Copy the records that follow exactly, leaving nothing out.

→ **Material supplied**:
------

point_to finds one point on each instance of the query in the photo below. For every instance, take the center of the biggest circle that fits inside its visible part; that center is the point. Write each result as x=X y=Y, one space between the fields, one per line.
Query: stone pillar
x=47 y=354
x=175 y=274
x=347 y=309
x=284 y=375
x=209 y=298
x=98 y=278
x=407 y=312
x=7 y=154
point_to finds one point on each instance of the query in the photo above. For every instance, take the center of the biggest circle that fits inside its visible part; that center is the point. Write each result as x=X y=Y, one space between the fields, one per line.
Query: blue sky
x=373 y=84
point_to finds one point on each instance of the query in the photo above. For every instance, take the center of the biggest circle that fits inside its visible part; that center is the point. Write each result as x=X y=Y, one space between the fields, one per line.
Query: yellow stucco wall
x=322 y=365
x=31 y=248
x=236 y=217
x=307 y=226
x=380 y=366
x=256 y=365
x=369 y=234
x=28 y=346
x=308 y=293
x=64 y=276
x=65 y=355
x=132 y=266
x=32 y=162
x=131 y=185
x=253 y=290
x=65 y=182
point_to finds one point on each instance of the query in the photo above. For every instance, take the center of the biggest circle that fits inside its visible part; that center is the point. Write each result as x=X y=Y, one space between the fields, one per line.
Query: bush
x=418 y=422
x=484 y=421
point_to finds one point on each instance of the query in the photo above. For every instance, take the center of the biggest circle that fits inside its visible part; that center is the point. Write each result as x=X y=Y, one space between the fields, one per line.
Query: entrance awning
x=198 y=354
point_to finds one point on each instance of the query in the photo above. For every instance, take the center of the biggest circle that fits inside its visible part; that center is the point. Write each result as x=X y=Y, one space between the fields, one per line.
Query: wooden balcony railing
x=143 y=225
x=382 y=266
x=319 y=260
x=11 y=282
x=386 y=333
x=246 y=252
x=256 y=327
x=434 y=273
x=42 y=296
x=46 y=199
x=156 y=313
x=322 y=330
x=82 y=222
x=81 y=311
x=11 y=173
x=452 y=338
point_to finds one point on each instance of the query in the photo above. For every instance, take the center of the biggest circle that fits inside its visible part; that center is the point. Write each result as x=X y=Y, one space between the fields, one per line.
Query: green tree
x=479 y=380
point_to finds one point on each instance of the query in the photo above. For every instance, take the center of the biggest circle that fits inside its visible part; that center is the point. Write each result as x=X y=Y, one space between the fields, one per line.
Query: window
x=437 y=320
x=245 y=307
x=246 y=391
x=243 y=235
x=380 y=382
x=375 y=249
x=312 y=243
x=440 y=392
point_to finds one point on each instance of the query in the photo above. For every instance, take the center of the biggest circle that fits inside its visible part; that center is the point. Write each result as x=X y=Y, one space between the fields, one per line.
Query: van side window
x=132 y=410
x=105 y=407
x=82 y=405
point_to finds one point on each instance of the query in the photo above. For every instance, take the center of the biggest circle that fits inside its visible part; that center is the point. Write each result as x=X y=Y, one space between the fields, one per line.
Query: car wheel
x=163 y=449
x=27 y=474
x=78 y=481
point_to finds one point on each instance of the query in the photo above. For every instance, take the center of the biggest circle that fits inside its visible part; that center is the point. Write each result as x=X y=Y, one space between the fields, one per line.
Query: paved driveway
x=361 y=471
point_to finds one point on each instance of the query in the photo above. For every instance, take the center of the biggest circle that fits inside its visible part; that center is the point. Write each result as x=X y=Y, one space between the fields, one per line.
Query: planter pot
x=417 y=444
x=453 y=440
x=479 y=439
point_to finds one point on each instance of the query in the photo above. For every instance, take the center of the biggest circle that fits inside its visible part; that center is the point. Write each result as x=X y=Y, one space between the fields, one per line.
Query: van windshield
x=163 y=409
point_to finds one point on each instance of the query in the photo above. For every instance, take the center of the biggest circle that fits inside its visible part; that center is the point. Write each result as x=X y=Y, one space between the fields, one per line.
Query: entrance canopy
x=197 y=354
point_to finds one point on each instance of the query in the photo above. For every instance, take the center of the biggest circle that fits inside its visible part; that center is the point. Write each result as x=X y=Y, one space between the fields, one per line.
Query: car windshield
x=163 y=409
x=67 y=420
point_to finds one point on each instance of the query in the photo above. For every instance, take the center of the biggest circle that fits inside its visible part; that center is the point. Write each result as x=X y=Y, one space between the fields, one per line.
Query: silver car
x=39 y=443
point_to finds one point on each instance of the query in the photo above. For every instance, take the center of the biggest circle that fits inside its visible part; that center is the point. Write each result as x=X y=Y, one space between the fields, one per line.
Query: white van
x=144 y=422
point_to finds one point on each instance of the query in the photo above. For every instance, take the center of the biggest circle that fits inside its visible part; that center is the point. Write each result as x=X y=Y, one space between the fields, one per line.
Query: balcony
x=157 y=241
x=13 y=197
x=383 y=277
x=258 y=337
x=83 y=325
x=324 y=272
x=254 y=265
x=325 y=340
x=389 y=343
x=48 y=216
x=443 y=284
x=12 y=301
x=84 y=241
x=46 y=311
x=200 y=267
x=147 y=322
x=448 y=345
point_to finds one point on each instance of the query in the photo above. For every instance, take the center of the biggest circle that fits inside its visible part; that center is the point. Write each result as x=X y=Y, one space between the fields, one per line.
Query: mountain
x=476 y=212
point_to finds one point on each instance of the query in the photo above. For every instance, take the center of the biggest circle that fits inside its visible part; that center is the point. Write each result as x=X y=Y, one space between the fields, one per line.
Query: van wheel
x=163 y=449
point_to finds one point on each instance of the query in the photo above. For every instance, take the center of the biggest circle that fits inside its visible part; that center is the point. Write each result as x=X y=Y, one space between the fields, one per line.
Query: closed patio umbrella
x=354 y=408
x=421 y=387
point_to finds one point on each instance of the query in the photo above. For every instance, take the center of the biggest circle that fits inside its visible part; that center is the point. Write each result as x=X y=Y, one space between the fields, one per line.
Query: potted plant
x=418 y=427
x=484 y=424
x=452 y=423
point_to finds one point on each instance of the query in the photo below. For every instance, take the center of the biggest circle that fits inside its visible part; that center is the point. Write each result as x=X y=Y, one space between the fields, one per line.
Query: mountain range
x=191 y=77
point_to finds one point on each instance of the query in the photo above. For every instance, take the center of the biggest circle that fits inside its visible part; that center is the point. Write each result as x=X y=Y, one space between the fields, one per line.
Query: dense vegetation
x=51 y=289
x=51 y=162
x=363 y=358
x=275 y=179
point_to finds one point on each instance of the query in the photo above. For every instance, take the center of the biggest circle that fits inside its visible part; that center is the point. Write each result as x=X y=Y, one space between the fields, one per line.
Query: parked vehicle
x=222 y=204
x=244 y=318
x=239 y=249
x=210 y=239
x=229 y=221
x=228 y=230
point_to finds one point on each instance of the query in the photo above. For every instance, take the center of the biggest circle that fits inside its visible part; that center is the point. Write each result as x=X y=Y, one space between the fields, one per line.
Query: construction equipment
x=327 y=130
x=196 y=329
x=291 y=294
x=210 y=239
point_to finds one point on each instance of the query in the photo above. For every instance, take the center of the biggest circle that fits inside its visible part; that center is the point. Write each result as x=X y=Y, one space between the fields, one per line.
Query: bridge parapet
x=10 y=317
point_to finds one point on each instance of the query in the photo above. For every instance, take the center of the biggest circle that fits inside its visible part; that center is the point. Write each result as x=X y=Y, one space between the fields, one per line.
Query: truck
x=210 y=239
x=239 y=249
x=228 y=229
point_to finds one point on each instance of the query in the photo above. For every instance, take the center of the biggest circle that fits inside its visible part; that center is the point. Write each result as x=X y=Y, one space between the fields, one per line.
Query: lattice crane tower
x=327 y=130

------

→ **Answer to this problem**:
point_to finds one point on each instance of the query in the photo below. For every instance, take the center of the biggest circle that fits inside its visible part; that center is the point. Write each result as x=X y=Y, one space between the fields, one per line.
Query: stone pillar
x=47 y=354
x=175 y=274
x=347 y=309
x=284 y=375
x=209 y=298
x=98 y=278
x=407 y=312
x=7 y=154
point_to finds one point on each instance of the query in the photo above. For every instance, take the center of the biggest circle that fits inside its visible part; that center is the point. Write each result as x=X y=Y, one space between the fields, one per line.
Query: blue sky
x=373 y=84
point_to finds one point on each instance of the query in the photo above. For every instance, take the center of the biggest circle that fits inside its visible part; that center is the point. Write each result as x=X y=Y, one space between the fields, one per line.
Query: yellow stucco wall
x=322 y=365
x=31 y=248
x=236 y=217
x=307 y=226
x=380 y=366
x=256 y=365
x=369 y=234
x=28 y=346
x=308 y=293
x=64 y=276
x=65 y=355
x=132 y=266
x=32 y=162
x=131 y=185
x=253 y=290
x=65 y=182
point_to finds one point on each instance of the query in the photo above. For every instance, take the center of the biggest circle that fits inside its visible part; that center is the point. Write each result as x=X y=Y, one space between the fields, one per line.
Query: bush
x=418 y=422
x=484 y=421
point_to finds one point on each instance of the query in the photo above. For every instance, take the center of the biggest circle that fits inside its visible part; that center is the point. Write each result as x=X y=Y, one space between the fields, one per line.
Query: entrance awning
x=198 y=354
point_to finds one point on each instance of the query in the photo above. For every instance, take the center of the biggest circle that fits inside its visible part; that center is the point. Write each result as x=X y=Y, one space between the fields, one per line.
Query: wooden balcony railing
x=143 y=225
x=382 y=266
x=319 y=260
x=11 y=282
x=386 y=333
x=246 y=252
x=256 y=327
x=434 y=273
x=42 y=296
x=46 y=199
x=156 y=313
x=322 y=330
x=82 y=222
x=81 y=311
x=11 y=173
x=452 y=338
point_to finds one point on each instance of the query in the photo above. For every instance, take the center of the biggest circle that fits inside its visible part; that center is the point. Write each result as x=X y=Y, one space between the fields, one per line.
Query: green tree
x=479 y=380
point_to finds one point on each instance of the query in the photo above. For every instance, take the center of the biggest circle that fits inside its visible part; that center is the point. Write each result as x=X y=Y, one space between the fields, one per line.
Query: window
x=437 y=320
x=245 y=307
x=246 y=391
x=243 y=235
x=380 y=382
x=375 y=249
x=312 y=243
x=440 y=392
point_to finds one point on each instance of the query in the photo above. For every instance, take the center of the biggest circle that fits inside its visible part; that center is the point. Write each result as x=X y=Y, one space between the fields, one per line.
Query: van side window
x=132 y=410
x=105 y=407
x=82 y=405
point_to finds one point on each instance of the query in the photo above. For every instance, take the center of the biggest circle that fits inside its visible part; that center is the point. Write each result as x=X y=Y, one space between the fields, one per line.
Query: car wheel
x=163 y=449
x=27 y=474
x=78 y=481
point_to finds one point on each instance of the query in the photo above. For every instance, take the center of the biggest circle that fits inside its visible part; that center is the point. Write each result as x=X y=Y, one space between the fields, one per line.
Query: paved driveway
x=361 y=471
point_to finds one point on each instance of the query in the photo above. For every instance, take the center of the biggest circle that fits inside its visible part; that center is the point. Write each result as x=X y=Y, one space between the fields, one per line.
Query: planter pot
x=417 y=444
x=453 y=440
x=479 y=439
point_to finds one point on each instance of the query in the photo above. For every instance, take the center of the biggest circle that fits inside its visible part; that center is the point. Write each result as x=X y=Y, one space between the fields, one per line.
Query: van windshield
x=163 y=409
point_to finds one point on each instance of the query in the photo above. For every instance, take the center of the biggest circle that fits inside its visible part; that center is the point. Write each result as x=X y=Y, one space between the fields, one per line.
Query: entrance canopy
x=197 y=354
point_to finds one point on each instance of the query in the photo above. For every instance, take the center of the biggest circle that fits inside its visible part; that center is the point. Write each result as x=X y=Y, one space between the fields, one per line.
Query: car windshield
x=163 y=409
x=67 y=420
point_to finds one point on each instance of the query in the photo above. For every instance, take the center of the biggest circle that fits inside its visible part; that center is the point. Write each result as x=X y=Y, one space between the fields, one per line.
Query: silver car
x=39 y=443
point_to finds one point on each instance of the query in the photo above. For every instance, take the center of the biggest circle that fits inside its visible part; that center is the point. Write each result as x=X y=Y, one space between the fields, one per line.
Query: white van
x=144 y=422
point_to finds one point on each instance of the query in the photo above. For every instance, take the center of the biggest circle that fits inside its visible part; that center is the point. Write each result as x=X y=Y, one space between the fields, one per line.
Query: balcony
x=157 y=241
x=13 y=197
x=383 y=277
x=258 y=337
x=83 y=325
x=324 y=272
x=254 y=265
x=325 y=340
x=389 y=343
x=48 y=216
x=443 y=284
x=12 y=301
x=84 y=241
x=46 y=311
x=200 y=267
x=147 y=322
x=448 y=345
point_to finds one point on each instance of the query in the photo above. For every instance, take the center of the biggest circle that fits inside its visible part; that center is the point. Write each result as x=X y=Y, one space between the fields, one per line.
Query: mountain
x=476 y=212
point_to finds one point on each instance of the query in the photo above. For every instance, take the center of the biggest circle that fits inside its visible part; that center is the point. Write each result as x=X y=Y, one space between the fields, one per line.
Query: van wheel
x=163 y=449
point_to finds one point on each instance of the query in the photo above. For every instance, take the center of the biggest circle that fits inside its visible part; that center is the point. Write each result as x=X y=Y, one space between the fields, one per line.
Query: closed patio umbrella
x=354 y=408
x=421 y=387
point_to finds one point on each instance of the query in the photo above. For every instance, take the center of the biggest circle that fits inside its visible part; that center is the point. Write each result as x=X y=Y, one space between the fields, one per line.
Query: potted plant
x=418 y=427
x=484 y=424
x=452 y=423
point_to finds one point on each instance of the query in the photo below. For every instance, take the center of the biggest circle that fits inside its visible part; that center is the point. Write each result as x=X y=Y, one space between the fields, one per line.
Query: mountain range
x=191 y=77
point_to finds one point on each instance of the query in the photo above. For every instance, take the center of the biggest circle that fits inside its visible part; that center is the point. Write each result as x=X y=Y, one space between the fields, one per line.
Query: dense vegetation
x=51 y=289
x=51 y=162
x=363 y=358
x=275 y=179
point_to finds one point on each instance of the query in the photo above. For every instance, take the center of the biggest circle that fits inside its visible part; that center is the point. Write each result as x=X y=Y, one space between the fields, one per line.
Query: parked vehicle
x=222 y=204
x=244 y=318
x=239 y=249
x=210 y=239
x=229 y=221
x=228 y=230
point_to finds one point on each instance of the query in the photo above. For every instance, take the center of the biggest circle that fits inside its visible part; that center is the point. Write each result as x=X y=Y, one space between the fields, one per line.
Query: construction equipment
x=327 y=130
x=196 y=329
x=291 y=294
x=210 y=239
point_to finds one point on each instance of the query in the photo above. For every instance, take the center of the biggest circle that fits inside its visible part; that center is the point. Write each result as x=X y=Y, one space between the fields, one per line.
Query: bridge parapet
x=10 y=317
point_to finds one point on each instance of the query in the photo above. For every instance, take the center of the biggest circle that fits inside its visible part; that center is the point. Write each result as x=X y=Y, one space between the fields, one per line.
Query: truck
x=210 y=239
x=239 y=249
x=228 y=229
point_to finds one point on each instance of the query in the photo above. For every instance, take the center of the biggest circle that fits inside its visible part; that center is the point. Write each result as x=X y=Y, one space between the fields, one per line.
Query: lattice crane tower
x=327 y=130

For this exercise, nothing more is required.